= TRECHO CITADO =
Não há base melódica, não há som, apenas o silêncio branco. Porém, uma voz doce, tranquila e amena rompe o breu com sutileza. É Letrux que, entre sobreposições vocais ecoantes, traz um canto de estética quase mântrica que faz do interlúdio {Introdução Ao Reino Animal} uma pequena obra provocativa à liberdade. Uma faixa que, aparentemente, porém, aborda em poucas palavras a falsidade de maneira questionadora.
O timbre sege sereno e leve, mas agora ele é acompanhado de som, um som que, a partir do sintetizador de Arthur Braganti, traz acidez na forma de synth-pop. Inserindo pitadas de sujeira e movimento ao compasso melódico, a bateria de Lourenço Vasconcellos coopera com a sensação de linearidade estética. Entre o sonar decrescente de notas de piano, As Feras, Essas Queridas se matura como uma canção dançante que, de forma curiosamente cômica, traz a raiva como elemento central de uma atitude visceral, provocativa, sensual e ardente. É o extravasar do desejo e do instinto primitivo do prazer. É a vez da cobra devorar as algúrias.

= DADOS FORNECIDOS =
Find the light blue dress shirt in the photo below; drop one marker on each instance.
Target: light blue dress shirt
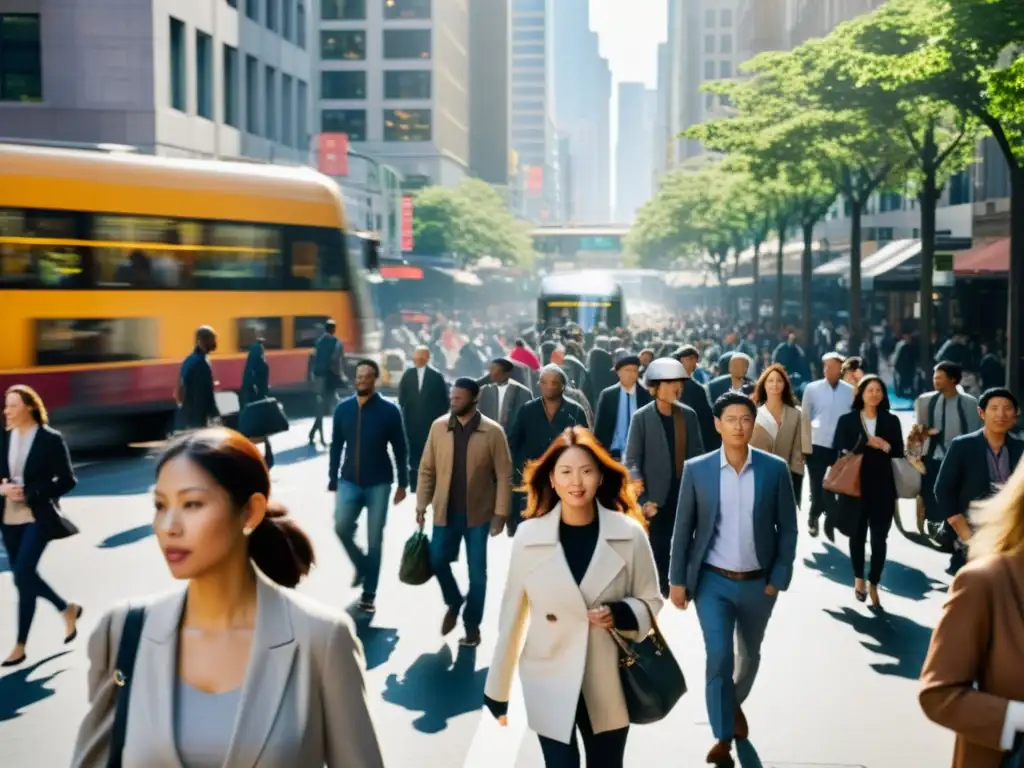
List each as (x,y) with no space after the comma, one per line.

= INSTRUÇÕES =
a: Reproduza palavra por palavra o trecho citado, de "O timbre sege" a "devorar as algúrias.".
b: No trecho citado, quem toca a bateria que coopera com a sensação de linearidade estética?

= RESPOSTAS DO EXERCÍCIO =
a:
O timbre sege sereno e leve, mas agora ele é acompanhado de som, um som que, a partir do sintetizador de Arthur Braganti, traz acidez na forma de synth-pop. Inserindo pitadas de sujeira e movimento ao compasso melódico, a bateria de Lourenço Vasconcellos coopera com a sensação de linearidade estética. Entre o sonar decrescente de notas de piano, As Feras, Essas Queridas se matura como uma canção dançante que, de forma curiosamente cômica, traz a raiva como elemento central de uma atitude visceral, provocativa, sensual e ardente. É o extravasar do desejo e do instinto primitivo do prazer. É a vez da cobra devorar as algúrias.

b: Lourenço Vasconcellos.